▶ DOCUMENT SECTION:
────────────────────
In the following sentence:


This is from a Chinese reader. The voice is of a Chinese taxi-driver.

The problem is the translation of 让...

He's talking about going to hotels and getting customers.

Does 让 here mean, I can get them to take a ride in my taxi and also I can get them to hire my taxi (as in for several hours).

Or does it mean 'offer' as that seems to be one of the meanings of 让 given in the dictionary.

  • Well could you please further clarify the nuance between the two possible translations (since I'm too confused to see how one differs from the other)? Do you mean "I can get them to ... (possibly by persuasion)" for the 1st one and "I can offer them the service ... (and let them know about my offering)" for the 2nd?
    – Nihil
    Oct 3, 2012 at 4:46
  • yes, persuasion v. an offer... Oct 3, 2012 at 23:57
  • @Nihil One is 'to persuade, often through some sort of ingenious trickery or device' and the other is to 'offer courteously'. Oct 4, 2012 at 3:14

4 Answers 4


Does 让 here mean, I can get them to take a ride in my taxi and also I can get them to hire my taxi (as in for several hours).

Yes, you are right. In this case, the taxi driver is boasting his ability to persuade foreigners to ride in his cab and to even hire it for exclusive use over a period of time.

According to 汉典, (ràng ㄖㄤˋ) has the following meanings

 1. 不争,尽(jǐn)着旁人:~步。~位。谦~。 (yield, give up)

 2. 请:~茶。 (offer)

 3. 许,使:不~他来。 (make, get)

 4. 任凭:~他闹去。 (let, allow)

 5. 被:~雨淋了。 (indicates passive voice)

 6. 索取一定代价,把东西给人:出~。转(zhuǎn )~。(trade)

 7. 闪避:~开。当仁不~。 (excuse)

 8. 责备,谴责:“二世使人~章邯”。

 9. 古同“攘”,侵夺。

From the context given, the taxi driver is certainly not boasting about offering a free ride to foreigners but his glib of tongue in getting (使, the third meaning) them to hire his service.


让 has a lot of different meanings in Chinese. You need to consider the context to figure out the exact meaning. (not only the literally context but also some other aspects, like the tone)

In this case, I think the driver is showing off his tricks/capabilities to persuade/convince foreigners to hire him as a driver (that he can get more payment than just ordinary operation). Many taxi driver told me the exact same thing.
────────────────────
▶ PROBLEM REQUIREMENTS: Print the part of the discussion about 让 that starts with the words "2. 请:~茶。 (offer)" and ends after the words "7. 闪避:~开。当仁不~。 (excuse)", copying it without any changes.

▶ GIVEN MATERIAL:
────────────────────
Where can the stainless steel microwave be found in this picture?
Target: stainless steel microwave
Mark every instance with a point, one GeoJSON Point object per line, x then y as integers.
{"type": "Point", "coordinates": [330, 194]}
────────────────────
▶ ANSWER TO THIS TASK:
2. 请:~茶。 (offer)

 3. 许,使:不~他来。 (make, get)

 4. 任凭:~他闹去。 (let, allow)

 5. 被:~雨淋了。 (indicates passive voice)

 6. 索取一定代价,把东西给人:出~。转(zhuǎn )~。(trade)

 7. 闪避:~开。当仁不~。 (excuse)